TEXT PASSAGE Block Start

Biotech Updates

Filamentous Fungus may Effectively Control Sugarcane Nematodes

April 16, 2014

Phytoparasitic nematodes are one of the major pests of sugarcane. One of these destructive nematodes is the Criconemoides sp. They can only be controlled with the application of highly toxic chemicals which are mostly discouraged due to their undesirable secondary effects such as high costs as well as environmental and health hazards. Because of this, the use of biological control against these nematodes is being considered, specifically the nematophagous fungi.

Nematophagous fungi are natural enemies and an effective control agent against phytoparasitic nematodes. However, their population in the soil has greatly decreased due to repeated application of fertilizers and pesticides. A recent study isolated a fungus, Purpureocillium lilacinum from the sugarcane nematode Criconemoides sp. and tested its pathogenicity on the nematode population in Veracruz, Mexico. They monitored the in vitro infection process of Criconemoides sp. as well as the effect of the fungus on nematodes in greenhouse using naturally infested soil and plants.

Blastospores and mycelia from the fungi were observed within the body of the nematode within only 48 hours of infection. The population of these nematodes was significantly lower in the biocontrol than in the control treatment after only ten days from the application of the fungus. The fungus used in the experiment efficiently reduced the population of nematodes. However, field testing of this fungus should be conducted in order to determine its potential effectiveness under field crop conditions.

TEXT PASSAGE Block End

» EXERCISE REQUIREMENTS
(a) Answer these questions using the article on sugarcane nematodes:
(i) Which destructive nematode of sugarcane does the article name?
(ii) Where was the fungus tested for pathogenicity on the nematode population?
(iii) Within how many hours of infection were blastospores and mycelia seen inside the nematode's body?
(b) Quote the article on sugarcane nematodes word for word, from "Phytoparasitic nematodes are" to "the nematophagous fungi.".

RECORDS SHOWN Block Start

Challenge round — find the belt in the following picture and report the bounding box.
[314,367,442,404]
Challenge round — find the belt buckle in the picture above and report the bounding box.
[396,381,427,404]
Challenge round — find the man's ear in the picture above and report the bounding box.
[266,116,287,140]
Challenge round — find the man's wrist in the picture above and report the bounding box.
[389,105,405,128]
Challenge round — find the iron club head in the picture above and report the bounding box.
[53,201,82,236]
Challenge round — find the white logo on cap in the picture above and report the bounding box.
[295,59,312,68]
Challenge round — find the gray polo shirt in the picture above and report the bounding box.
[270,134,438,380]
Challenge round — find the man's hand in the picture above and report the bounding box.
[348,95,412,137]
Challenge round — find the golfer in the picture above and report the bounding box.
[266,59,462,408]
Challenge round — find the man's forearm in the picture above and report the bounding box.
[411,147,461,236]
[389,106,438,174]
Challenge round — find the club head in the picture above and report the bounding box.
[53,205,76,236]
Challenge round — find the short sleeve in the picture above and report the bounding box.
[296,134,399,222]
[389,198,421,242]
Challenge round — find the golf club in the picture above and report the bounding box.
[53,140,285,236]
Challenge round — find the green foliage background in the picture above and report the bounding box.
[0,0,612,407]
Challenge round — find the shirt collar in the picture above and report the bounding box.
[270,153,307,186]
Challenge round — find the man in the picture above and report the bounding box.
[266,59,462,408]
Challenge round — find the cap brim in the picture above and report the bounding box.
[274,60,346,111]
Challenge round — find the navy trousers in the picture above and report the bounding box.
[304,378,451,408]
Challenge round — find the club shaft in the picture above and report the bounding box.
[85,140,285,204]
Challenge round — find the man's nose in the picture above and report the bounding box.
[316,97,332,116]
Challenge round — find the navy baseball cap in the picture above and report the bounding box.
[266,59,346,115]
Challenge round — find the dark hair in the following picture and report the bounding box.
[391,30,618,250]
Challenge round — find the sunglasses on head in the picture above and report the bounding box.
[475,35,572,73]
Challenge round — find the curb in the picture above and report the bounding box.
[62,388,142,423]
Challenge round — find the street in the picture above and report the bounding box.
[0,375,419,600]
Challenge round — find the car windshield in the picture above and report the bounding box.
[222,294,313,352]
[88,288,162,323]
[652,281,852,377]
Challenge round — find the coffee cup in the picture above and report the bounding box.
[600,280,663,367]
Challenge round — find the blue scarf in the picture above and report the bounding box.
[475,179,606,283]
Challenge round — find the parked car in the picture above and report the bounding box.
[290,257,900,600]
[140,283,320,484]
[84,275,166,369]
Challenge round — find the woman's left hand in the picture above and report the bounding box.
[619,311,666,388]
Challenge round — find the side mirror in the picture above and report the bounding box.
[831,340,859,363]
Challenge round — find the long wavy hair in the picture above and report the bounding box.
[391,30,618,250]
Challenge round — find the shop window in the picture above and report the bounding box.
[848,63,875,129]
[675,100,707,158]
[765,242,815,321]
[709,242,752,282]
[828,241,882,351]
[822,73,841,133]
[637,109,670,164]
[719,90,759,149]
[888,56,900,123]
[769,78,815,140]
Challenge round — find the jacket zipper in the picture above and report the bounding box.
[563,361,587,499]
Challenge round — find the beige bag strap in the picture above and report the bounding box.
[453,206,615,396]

RECORDS SHOWN Block End

» TASK-BY-TASK ANSWERS
(a)
(i) Criconemoides sp.
(ii) Veracruz, Mexico
(iii) 48 hours

(b)
Phytoparasitic nematodes are one of the major pests of sugarcane. One of these destructive nematodes is the Criconemoides sp. They can only be controlled with the application of highly toxic chemicals which are mostly discouraged due to their undesirable secondary effects such as high costs as well as environmental and health hazards. Because of this, the use of biological control against these nematodes is being considered, specifically the nematophagous fungi.